RECORDS FOR THIS TASK -
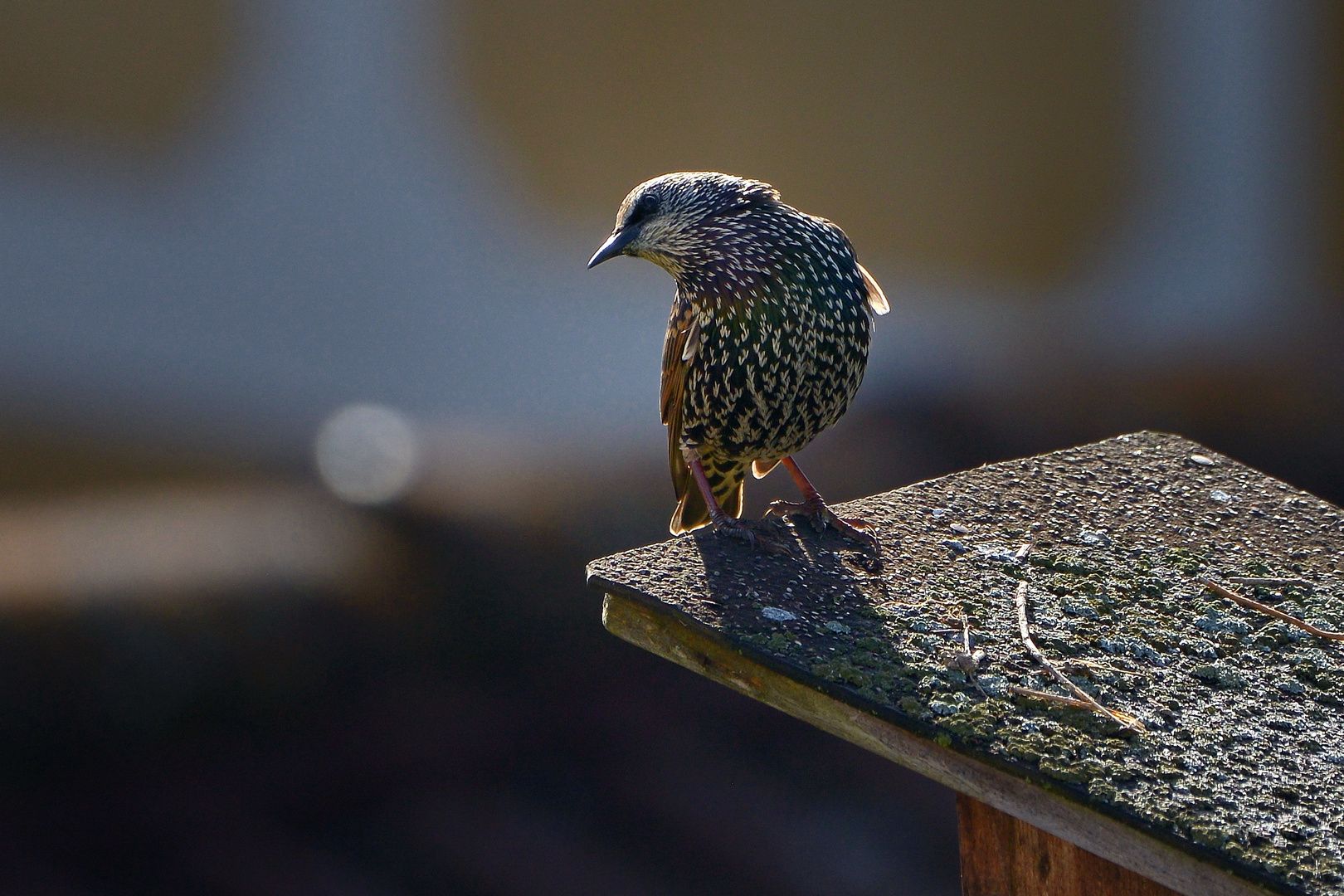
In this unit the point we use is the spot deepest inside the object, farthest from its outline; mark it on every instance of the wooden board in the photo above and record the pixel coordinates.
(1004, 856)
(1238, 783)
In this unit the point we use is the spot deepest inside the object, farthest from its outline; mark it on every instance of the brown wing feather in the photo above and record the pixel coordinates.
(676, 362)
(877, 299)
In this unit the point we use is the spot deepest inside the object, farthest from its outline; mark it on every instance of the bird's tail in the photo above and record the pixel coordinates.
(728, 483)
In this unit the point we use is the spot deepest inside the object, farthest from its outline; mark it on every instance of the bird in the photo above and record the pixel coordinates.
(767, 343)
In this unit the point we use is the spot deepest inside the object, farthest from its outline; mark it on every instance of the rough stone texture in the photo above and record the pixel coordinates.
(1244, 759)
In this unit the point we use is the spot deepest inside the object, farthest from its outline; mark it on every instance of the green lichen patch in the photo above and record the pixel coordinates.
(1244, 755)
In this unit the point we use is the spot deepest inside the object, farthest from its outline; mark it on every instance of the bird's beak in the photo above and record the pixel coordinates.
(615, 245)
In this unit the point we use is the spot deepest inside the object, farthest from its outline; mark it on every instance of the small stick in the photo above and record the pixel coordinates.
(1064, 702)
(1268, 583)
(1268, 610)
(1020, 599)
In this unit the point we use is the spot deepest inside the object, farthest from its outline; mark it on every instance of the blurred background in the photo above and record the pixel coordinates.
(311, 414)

--

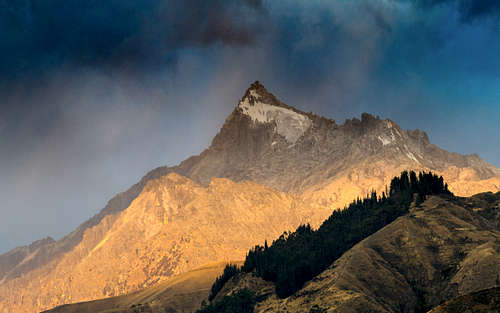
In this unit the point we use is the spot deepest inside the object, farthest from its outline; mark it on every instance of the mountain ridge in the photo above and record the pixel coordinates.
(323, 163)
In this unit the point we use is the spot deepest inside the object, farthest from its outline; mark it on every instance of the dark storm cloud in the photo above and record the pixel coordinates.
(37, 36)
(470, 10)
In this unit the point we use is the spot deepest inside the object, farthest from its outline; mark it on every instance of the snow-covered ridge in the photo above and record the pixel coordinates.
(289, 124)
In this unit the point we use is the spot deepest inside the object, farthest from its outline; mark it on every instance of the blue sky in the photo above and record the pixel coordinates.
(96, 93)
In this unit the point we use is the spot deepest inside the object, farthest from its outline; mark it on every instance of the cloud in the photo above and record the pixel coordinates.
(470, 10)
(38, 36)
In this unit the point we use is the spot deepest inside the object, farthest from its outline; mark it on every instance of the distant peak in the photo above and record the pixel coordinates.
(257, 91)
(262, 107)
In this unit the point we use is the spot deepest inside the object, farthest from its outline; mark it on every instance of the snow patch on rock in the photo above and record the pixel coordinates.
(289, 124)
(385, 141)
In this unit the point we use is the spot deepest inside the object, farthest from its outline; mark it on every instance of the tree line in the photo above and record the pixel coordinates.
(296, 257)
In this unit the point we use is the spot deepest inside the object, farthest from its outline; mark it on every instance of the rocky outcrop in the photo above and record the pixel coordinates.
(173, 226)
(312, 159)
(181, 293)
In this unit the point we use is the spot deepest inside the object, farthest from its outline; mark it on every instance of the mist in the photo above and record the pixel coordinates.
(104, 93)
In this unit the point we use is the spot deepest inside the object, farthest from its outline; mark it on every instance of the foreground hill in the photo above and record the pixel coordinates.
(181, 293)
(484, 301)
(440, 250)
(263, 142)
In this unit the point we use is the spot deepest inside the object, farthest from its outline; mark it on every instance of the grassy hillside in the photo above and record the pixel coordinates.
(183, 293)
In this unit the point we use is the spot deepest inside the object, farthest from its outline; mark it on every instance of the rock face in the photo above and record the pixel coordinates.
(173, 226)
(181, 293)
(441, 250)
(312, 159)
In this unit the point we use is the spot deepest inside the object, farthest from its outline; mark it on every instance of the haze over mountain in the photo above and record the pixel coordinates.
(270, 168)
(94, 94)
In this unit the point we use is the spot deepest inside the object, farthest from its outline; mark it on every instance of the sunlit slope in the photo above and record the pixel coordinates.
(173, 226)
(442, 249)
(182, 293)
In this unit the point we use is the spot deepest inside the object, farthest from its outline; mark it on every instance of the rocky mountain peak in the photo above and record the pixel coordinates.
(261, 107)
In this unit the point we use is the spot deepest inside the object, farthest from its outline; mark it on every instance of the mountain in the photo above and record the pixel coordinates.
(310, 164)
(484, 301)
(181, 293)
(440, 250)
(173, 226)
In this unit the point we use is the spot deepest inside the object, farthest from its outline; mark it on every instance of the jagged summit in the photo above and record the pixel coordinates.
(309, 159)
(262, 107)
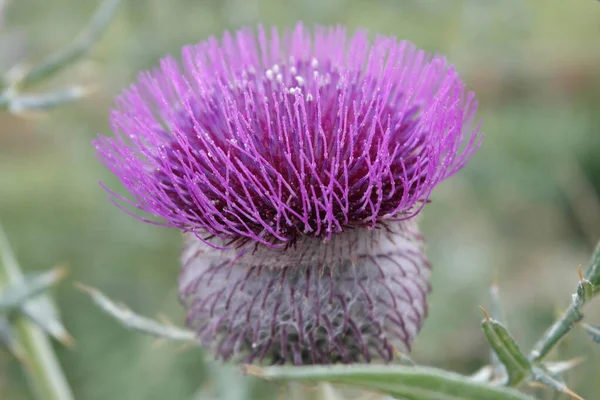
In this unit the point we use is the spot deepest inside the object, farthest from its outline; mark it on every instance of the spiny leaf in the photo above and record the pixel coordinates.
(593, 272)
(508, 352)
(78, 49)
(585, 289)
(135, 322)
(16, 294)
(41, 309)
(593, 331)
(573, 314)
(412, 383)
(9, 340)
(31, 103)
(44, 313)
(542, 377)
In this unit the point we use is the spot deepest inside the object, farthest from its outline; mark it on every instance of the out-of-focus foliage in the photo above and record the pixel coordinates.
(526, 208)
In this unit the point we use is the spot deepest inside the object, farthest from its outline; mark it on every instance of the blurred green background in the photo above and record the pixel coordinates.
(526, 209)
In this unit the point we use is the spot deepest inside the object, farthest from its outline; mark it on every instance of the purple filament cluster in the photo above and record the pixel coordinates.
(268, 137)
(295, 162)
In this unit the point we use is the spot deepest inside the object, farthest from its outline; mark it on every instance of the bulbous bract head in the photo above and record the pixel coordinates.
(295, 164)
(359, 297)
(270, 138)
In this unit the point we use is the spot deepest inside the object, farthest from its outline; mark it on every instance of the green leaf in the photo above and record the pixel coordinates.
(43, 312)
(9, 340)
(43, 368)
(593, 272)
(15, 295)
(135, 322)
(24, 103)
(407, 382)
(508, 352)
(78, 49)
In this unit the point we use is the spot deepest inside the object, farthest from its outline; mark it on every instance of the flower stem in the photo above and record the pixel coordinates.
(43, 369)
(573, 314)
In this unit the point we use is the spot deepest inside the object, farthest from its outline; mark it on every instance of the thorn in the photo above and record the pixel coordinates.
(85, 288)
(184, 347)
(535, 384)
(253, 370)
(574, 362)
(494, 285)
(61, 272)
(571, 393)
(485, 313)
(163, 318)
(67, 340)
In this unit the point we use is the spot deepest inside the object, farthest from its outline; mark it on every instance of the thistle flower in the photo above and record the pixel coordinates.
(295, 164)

EXERCISE BRIEF -
Pull out every line of the listing above that contains the string "bird", and copy each such line in full.

FULL RESPONSE -
In this unit the point we use is the spot deepest inside the object, farthest from its outline; mark it on every instance of the bird's tail in the photo above and record the pixel coordinates.
In this unit the point we use is the spot deepest inside the object, farthest from its outline; mark it on every instance of the bird in the photo above and record the pixel coordinates.
In this unit the point we use is the spot deepest inside the object, farthest from its outline; mark it on every instance of the bird's beak in the photo above and record the pixel coordinates.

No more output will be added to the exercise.